→ **Excerpted passage**:
════

In conclusion, our study provides compelling evidence for the genetic heterogeneity of AFF. Our findings suggest that the accumulation of variants in genes such as ACAN, AKAP13, ARHGEF3, P4HB, PITX2, and SUCO contribute to determining the risk of AFFs in patients on anti-resorptive drugs. The individual susceptibility to AFFs seems to be determined by polygenic factors in most cases, as well as drug therapy and other acquired influences. In fact, only a minor proportion of patients carry single pathogenic gene variants. Further studies on these genes could be informative in determining which patients are at higher risk of developing AFFs when treated with anti-resorptive agents. Given the polygenic origin suggested by the present and other studies, perhaps the use of polygenic risk scores would be worthwhile.

════

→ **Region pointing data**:
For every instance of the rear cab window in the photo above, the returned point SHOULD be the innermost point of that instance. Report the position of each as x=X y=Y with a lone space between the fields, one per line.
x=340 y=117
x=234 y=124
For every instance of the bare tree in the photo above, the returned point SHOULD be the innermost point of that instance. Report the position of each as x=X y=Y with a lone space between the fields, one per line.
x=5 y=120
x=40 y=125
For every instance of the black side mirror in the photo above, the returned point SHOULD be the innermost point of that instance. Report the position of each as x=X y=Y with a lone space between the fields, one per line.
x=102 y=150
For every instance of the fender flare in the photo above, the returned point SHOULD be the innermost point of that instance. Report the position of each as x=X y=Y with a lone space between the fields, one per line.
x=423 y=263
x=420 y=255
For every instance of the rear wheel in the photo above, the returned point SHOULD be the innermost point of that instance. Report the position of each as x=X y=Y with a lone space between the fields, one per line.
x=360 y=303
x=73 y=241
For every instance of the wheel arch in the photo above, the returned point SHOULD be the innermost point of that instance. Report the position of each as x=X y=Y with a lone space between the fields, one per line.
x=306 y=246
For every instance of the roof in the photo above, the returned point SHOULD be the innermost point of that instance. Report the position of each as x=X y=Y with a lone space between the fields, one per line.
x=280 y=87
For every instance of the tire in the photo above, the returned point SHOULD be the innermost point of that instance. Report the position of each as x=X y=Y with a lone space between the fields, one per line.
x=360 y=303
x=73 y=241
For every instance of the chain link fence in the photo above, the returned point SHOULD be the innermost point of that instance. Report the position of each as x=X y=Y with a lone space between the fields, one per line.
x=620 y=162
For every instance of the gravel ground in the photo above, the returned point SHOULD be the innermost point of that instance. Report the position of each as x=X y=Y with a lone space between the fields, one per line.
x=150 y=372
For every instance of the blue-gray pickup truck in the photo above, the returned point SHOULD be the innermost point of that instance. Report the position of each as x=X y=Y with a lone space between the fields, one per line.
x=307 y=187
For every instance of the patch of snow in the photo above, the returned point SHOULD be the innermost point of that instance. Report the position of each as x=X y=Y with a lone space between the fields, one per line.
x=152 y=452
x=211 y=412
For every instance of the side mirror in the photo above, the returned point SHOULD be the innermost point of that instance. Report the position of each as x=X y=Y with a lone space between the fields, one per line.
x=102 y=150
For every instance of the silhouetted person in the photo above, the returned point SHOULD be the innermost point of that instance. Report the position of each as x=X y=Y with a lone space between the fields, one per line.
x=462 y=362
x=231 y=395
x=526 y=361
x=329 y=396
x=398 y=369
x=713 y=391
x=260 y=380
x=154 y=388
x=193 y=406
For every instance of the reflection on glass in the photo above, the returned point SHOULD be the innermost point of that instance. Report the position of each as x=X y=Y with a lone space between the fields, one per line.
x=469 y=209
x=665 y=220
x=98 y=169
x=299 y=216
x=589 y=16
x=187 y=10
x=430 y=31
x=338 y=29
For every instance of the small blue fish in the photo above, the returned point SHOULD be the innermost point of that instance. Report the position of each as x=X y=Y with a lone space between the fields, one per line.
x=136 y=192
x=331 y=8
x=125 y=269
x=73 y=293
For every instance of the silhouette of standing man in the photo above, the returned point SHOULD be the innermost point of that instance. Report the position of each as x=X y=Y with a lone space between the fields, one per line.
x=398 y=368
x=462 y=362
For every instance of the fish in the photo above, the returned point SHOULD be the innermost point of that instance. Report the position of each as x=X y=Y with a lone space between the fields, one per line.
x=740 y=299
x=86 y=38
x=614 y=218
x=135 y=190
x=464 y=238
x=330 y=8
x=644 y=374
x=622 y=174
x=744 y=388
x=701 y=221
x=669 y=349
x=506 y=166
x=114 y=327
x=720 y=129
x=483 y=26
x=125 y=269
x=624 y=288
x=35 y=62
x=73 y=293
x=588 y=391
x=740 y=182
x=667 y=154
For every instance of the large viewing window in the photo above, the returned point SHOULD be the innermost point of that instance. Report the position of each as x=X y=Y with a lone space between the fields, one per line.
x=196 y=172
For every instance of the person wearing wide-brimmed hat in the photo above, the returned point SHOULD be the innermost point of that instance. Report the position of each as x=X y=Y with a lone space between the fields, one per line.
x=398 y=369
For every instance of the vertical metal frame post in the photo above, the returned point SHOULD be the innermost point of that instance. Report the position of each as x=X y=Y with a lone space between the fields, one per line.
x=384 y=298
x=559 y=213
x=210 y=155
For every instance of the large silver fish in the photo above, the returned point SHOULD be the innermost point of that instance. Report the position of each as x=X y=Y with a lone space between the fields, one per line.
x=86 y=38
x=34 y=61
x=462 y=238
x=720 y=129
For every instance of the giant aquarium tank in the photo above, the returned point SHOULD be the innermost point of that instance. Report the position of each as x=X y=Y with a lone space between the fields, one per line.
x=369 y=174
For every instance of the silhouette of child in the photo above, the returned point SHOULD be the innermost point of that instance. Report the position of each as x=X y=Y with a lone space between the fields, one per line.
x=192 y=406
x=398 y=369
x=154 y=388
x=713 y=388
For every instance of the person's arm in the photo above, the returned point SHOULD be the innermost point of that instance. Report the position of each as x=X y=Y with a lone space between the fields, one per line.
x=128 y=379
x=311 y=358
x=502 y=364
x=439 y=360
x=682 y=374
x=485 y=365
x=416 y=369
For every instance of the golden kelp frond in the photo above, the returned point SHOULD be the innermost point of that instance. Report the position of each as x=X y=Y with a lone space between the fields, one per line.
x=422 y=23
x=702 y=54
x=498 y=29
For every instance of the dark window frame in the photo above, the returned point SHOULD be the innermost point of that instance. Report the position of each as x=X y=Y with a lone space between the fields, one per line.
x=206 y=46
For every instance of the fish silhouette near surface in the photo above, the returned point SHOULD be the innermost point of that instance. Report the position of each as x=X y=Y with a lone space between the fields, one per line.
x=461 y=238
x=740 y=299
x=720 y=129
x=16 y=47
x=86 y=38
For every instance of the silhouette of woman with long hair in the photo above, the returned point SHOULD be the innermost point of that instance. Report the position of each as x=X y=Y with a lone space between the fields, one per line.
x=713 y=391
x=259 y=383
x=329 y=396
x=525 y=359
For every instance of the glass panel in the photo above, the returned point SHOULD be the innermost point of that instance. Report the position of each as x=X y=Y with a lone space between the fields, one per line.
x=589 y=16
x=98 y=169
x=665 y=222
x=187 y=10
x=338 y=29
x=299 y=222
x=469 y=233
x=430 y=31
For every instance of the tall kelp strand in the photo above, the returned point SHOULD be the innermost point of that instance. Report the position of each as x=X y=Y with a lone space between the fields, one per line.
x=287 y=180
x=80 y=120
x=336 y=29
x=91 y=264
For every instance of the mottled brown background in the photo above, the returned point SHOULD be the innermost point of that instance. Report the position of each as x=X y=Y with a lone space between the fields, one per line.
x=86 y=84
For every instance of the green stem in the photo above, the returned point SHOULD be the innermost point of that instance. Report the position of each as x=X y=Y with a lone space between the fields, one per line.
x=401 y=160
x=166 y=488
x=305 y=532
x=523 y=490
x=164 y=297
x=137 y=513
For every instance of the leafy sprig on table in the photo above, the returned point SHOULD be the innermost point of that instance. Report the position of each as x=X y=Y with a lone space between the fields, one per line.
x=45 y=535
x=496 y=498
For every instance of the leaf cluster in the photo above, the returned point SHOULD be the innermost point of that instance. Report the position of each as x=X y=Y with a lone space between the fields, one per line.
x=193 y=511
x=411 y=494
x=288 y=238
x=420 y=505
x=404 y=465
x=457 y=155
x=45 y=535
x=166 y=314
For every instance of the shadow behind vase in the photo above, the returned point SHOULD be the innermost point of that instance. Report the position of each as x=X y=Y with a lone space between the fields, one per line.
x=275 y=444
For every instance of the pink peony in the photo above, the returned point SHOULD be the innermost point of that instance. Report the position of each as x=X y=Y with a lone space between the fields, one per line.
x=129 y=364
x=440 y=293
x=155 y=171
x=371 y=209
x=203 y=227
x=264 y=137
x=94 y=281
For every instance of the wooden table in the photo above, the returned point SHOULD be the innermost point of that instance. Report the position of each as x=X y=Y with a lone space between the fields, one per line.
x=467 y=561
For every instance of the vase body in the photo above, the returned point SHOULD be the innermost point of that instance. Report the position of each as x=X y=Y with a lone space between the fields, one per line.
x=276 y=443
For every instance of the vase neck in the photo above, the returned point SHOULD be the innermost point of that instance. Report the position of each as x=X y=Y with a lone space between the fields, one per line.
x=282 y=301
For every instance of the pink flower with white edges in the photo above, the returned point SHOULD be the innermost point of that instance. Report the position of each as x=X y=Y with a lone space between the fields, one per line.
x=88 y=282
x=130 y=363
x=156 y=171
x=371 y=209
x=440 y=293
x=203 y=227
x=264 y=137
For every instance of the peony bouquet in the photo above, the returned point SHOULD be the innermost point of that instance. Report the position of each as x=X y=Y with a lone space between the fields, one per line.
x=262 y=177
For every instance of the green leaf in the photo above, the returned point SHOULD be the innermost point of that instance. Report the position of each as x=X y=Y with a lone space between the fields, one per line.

════

→ **Assignment A**:
Answer these questions using the AFF conclusion passage:
(i) Which genes does it name as examples where accumulated variants contribute to AFF risk?
(ii) What share of patients does it say carry single pathogenic gene variants?
(iii) What approach does it suggest might be worthwhile, given the polygenic origin?
→ **Assignment B**: Reproduce the text of the AFF conclusion passage, starting with "In conclusion, our" and going on through "would be worthwhile.".

→ **Task answer A**:
(i) ACAN, AKAP13, ARHGEF3, P4HB, PITX2, and SUCO
(ii) Only a minor proportion
(iii) The use of polygenic risk scores

→ **Task answer B**:
In conclusion, our study provides compelling evidence for the genetic heterogeneity of AFF. Our findings suggest that the accumulation of variants in genes such as ACAN, AKAP13, ARHGEF3, P4HB, PITX2, and SUCO contribute to determining the risk of AFFs in patients on anti-resorptive drugs. The individual susceptibility to AFFs seems to be determined by polygenic factors in most cases, as well as drug therapy and other acquired influences. In fact, only a minor proportion of patients carry single pathogenic gene variants. Further studies on these genes could be informative in determining which patients are at higher risk of developing AFFs when treated with anti-resorptive agents. Given the polygenic origin suggested by the present and other studies, perhaps the use of polygenic risk scores would be worthwhile.